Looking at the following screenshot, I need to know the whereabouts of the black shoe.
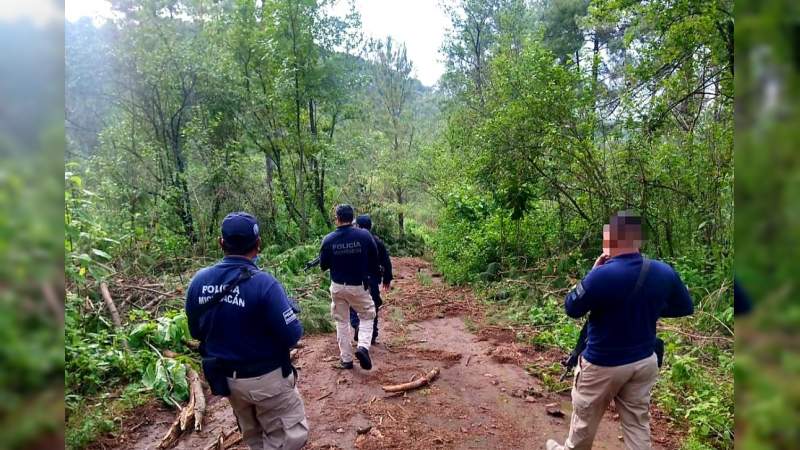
[333,361,353,370]
[356,347,372,370]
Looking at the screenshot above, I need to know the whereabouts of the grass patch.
[417,271,433,286]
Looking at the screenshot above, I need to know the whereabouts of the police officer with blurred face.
[186,212,308,449]
[350,214,392,345]
[319,204,378,370]
[546,211,694,450]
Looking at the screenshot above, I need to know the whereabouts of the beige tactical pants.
[228,369,308,450]
[330,282,375,362]
[564,354,658,450]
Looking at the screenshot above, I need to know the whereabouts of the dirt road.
[115,258,678,449]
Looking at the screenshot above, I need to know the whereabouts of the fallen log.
[383,367,439,392]
[100,282,122,328]
[204,428,242,450]
[158,368,206,449]
[158,412,181,449]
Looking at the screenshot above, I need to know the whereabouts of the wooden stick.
[189,369,206,431]
[158,412,181,449]
[205,428,242,450]
[383,367,439,392]
[100,282,122,328]
[120,284,175,297]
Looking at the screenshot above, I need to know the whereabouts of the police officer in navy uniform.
[319,204,379,370]
[350,214,392,345]
[186,212,308,449]
[546,211,694,450]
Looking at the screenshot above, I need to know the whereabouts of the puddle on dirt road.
[103,258,662,450]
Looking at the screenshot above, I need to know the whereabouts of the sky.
[0,0,62,26]
[62,0,450,86]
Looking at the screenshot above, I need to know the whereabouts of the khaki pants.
[564,354,658,450]
[228,369,308,450]
[330,282,375,362]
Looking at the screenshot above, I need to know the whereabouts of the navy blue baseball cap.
[336,203,356,222]
[222,212,258,254]
[356,214,372,230]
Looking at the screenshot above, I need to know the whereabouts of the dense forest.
[64,0,734,449]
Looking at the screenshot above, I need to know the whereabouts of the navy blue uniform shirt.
[186,256,303,366]
[564,253,694,366]
[319,225,380,286]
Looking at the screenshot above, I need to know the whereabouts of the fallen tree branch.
[383,367,439,392]
[100,282,122,328]
[120,284,175,297]
[189,369,206,431]
[204,428,242,450]
[158,368,206,449]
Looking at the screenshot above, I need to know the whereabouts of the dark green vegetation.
[65,0,733,448]
[0,19,64,449]
[735,0,800,449]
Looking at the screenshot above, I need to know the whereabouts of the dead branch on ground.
[383,367,439,392]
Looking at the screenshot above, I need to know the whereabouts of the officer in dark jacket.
[545,211,694,450]
[350,214,392,345]
[319,205,378,370]
[186,212,308,449]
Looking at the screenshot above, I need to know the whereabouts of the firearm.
[303,256,319,272]
[559,320,664,381]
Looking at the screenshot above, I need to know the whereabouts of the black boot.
[356,347,372,370]
[333,360,353,370]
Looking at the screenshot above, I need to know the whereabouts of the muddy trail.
[109,258,679,449]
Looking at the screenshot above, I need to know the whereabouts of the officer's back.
[565,253,693,366]
[186,213,308,449]
[545,211,694,450]
[186,255,303,364]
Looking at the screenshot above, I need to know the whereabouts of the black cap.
[222,212,258,255]
[336,203,356,222]
[356,214,372,230]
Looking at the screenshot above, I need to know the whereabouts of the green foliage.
[655,347,734,448]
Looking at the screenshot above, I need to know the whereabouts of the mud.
[103,258,679,449]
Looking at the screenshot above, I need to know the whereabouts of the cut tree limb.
[158,368,206,449]
[204,428,242,450]
[100,282,122,328]
[189,369,206,431]
[383,367,439,392]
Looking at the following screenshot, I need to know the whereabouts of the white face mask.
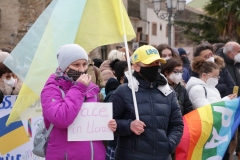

**Written request:**
Render every line of the items above as a JSON list of strings, one string per line, with blank lines dropped and the pictures left out.

**Result for this exercise:**
[
  "Looking at the following screenshot, I need to know the whereabouts of the black shoe.",
  "[333,361,353,370]",
  "[356,347,372,370]",
  "Looking at the screenshot above, I need to know the whereabouts of the grass patch.",
  "[417,271,433,286]",
  "Looking at the screenshot above, I need to know the whereabouts of the police officer with blurred face.",
  "[186,212,308,449]",
  "[350,214,392,345]",
  "[319,204,378,370]",
  "[546,211,694,450]",
  "Looking at the screenshot above, I need to know the whereabouts of the beige tactical pants.",
  "[228,369,308,450]",
  "[330,282,375,362]",
  "[564,354,658,450]",
  "Looking at the screenshot above, I need to know the whereabouts of the dirt road.",
  "[115,258,678,449]",
  "Looking at the screenshot above, I need to know the whereabouts of the fallen log.",
  "[383,367,439,392]",
  "[100,282,122,328]",
  "[204,428,242,450]",
  "[158,368,206,449]",
  "[158,412,181,449]",
  "Looking at the screenshot above, I need to know the whereabouts of the wooden stick.",
  "[189,369,206,431]",
  "[158,412,181,449]",
  "[205,428,242,450]",
  "[383,367,439,392]",
  "[100,282,122,328]",
  "[120,284,175,297]",
  "Looking at the screenshot above, I need to know the whereabouts of the police officer in navy uniform.",
  "[319,204,379,370]",
  "[350,214,392,345]",
  "[186,212,308,449]",
  "[546,211,694,450]",
  "Looking at the screenshot above, I need to know the whereabouts of the puddle on dirt road.",
  "[103,258,662,450]",
  "Looking at the screenshot above, I need to know the whereabouts of the sky.",
  "[0,0,62,26]",
  "[62,0,450,86]",
  "Looking at the screenshot above, I need to know the whereabouts of the khaki pants.",
  "[564,354,658,450]",
  "[228,369,308,450]",
  "[330,282,375,362]",
  "Looking at the screenshot above, I need to know the whereabouts of the navy blue baseball cap.",
  "[336,203,356,222]",
  "[222,212,258,254]",
  "[356,214,372,230]",
  "Looking at the screenshot above, I need to know the whereabouts of the dense forest.",
  "[64,0,734,449]",
  "Looking at the screenshot above, I need to know the whereabouts of the navy blue uniform shirt.",
  "[186,256,303,366]",
  "[564,253,694,366]",
  "[319,225,380,286]",
  "Looking at the screenshot above, I need to know the whereabouts of the fallen tree branch.",
  "[383,367,439,392]",
  "[100,282,122,328]",
  "[120,284,175,297]",
  "[189,369,206,431]",
  "[204,428,242,450]",
  "[158,368,206,449]",
  "Looking at the screenshot above, I need to know the whereabouts of the dark green vegetation.",
  "[65,0,733,448]",
  "[0,19,64,449]",
  "[735,0,800,449]",
  "Looking at the screenshot above, I need to know the whereabouts of the dead branch on ground.",
  "[383,367,439,392]",
  "Looking at the screenshot above, I need to know the whereabouts of the officer in dark jacket.",
  "[545,211,694,450]",
  "[350,214,392,345]",
  "[319,205,378,370]",
  "[186,212,308,449]",
  "Looking at the screenshot above, I need to know the whereabouts of the firearm.",
  "[303,256,319,272]",
  "[559,320,664,381]",
  "Looking at the screenshot above, I need to know the whereabouts of the black boot.",
  "[356,347,372,370]",
  "[333,360,353,370]",
  "Looking at the screenshot above, I need to know the whereabouts of the muddy trail.",
  "[109,258,679,449]",
  "Looking at the screenshot above, I need to know the whereabouts of the officer's back.",
  "[565,253,693,366]",
  "[186,213,308,449]",
  "[545,211,694,450]",
  "[186,255,303,364]",
  "Looking at the screenshot above, I need to know the whereabouts of the black cap.",
  "[222,212,258,255]",
  "[336,203,356,222]",
  "[356,214,372,230]",
  "Looking at the screenshot above, I need to know the whereabouts of the green foliage.",
  "[655,347,734,448]",
  "Looking at the screenshot above, I need to know the whereabouts of the mud.",
  "[103,258,679,449]",
  "Looking at the screenshot above, I need to know the whereabouts of the cut tree limb.",
  "[158,368,206,449]",
  "[204,428,242,450]",
  "[100,282,122,328]",
  "[189,369,206,431]",
  "[383,367,439,392]",
  "Looking at the following screenshot, I need to know the whereabouts of the white face mask."
]